(DO THIS):
Write out everything from the start of the lines down to the line with "left=64, top=5, right=69, bottom=26", both ends included and requests kept, shifting every coordinate in the answers up by 117.

───── ROWS ─────

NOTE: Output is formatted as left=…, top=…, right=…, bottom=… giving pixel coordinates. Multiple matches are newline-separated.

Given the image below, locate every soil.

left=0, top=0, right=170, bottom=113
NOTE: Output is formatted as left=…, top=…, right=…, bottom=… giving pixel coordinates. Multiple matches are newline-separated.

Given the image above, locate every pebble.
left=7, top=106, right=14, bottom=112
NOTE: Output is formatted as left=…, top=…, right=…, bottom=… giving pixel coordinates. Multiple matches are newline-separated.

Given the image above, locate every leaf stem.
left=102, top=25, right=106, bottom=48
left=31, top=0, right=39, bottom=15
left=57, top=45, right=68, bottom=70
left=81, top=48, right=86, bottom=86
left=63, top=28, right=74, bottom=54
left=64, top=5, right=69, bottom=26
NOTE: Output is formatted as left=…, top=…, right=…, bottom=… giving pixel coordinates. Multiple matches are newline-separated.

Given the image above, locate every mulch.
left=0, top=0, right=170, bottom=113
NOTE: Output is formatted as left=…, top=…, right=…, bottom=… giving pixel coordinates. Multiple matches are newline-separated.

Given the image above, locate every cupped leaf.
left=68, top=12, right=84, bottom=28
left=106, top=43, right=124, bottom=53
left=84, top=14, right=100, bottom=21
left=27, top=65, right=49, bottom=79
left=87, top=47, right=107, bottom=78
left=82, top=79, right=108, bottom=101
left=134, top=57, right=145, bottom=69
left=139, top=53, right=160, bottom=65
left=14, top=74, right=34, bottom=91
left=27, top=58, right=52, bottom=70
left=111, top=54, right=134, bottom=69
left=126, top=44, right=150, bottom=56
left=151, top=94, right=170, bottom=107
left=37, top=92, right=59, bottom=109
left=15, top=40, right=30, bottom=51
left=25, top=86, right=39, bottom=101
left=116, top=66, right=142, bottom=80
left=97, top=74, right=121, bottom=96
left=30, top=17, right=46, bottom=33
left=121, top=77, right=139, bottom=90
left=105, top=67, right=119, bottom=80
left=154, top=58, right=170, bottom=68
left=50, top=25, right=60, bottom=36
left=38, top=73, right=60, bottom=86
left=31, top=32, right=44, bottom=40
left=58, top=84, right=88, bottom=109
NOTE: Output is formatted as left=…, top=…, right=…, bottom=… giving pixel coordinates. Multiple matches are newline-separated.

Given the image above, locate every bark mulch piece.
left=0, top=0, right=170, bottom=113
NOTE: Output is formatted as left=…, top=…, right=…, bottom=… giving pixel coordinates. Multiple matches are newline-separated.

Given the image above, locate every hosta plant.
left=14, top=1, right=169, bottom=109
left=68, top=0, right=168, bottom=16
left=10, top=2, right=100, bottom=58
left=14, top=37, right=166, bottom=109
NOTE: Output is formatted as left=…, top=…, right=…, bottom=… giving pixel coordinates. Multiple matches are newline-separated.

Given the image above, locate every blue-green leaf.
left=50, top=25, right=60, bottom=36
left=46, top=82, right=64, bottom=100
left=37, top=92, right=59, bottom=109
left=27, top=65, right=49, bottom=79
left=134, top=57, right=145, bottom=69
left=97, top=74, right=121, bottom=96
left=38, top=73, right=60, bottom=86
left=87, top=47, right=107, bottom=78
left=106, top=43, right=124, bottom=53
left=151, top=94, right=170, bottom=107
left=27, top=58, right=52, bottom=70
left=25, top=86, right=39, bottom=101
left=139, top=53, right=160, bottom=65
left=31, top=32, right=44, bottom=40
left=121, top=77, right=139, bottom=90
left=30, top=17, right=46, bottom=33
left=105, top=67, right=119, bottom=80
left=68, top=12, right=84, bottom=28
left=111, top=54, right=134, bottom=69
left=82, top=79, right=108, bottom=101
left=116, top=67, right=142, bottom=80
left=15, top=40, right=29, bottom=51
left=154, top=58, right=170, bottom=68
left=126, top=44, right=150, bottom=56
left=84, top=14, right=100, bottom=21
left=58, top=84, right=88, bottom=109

─────

(EXERCISE RESULT):
NOTE: Output is formatted as left=…, top=…, right=…, bottom=… giving pixel coordinates. Multiple matches are newline-separated.

Given the image below, locate every soil.

left=117, top=117, right=287, bottom=230
NOTE: Output is formatted as left=…, top=…, right=…, bottom=… giving pixel coordinates. Multiple matches are newline-separated.

Given the image above, locate every pebble.
left=124, top=223, right=131, bottom=229
NOTE: Output is formatted as left=…, top=…, right=…, bottom=… giving pixel coordinates. Multiple matches are newline-separated.

Given the image above, locate every leaf stem.
left=219, top=142, right=223, bottom=165
left=148, top=117, right=156, bottom=132
left=174, top=162, right=185, bottom=187
left=198, top=165, right=203, bottom=203
left=180, top=145, right=191, bottom=171
left=181, top=122, right=186, bottom=143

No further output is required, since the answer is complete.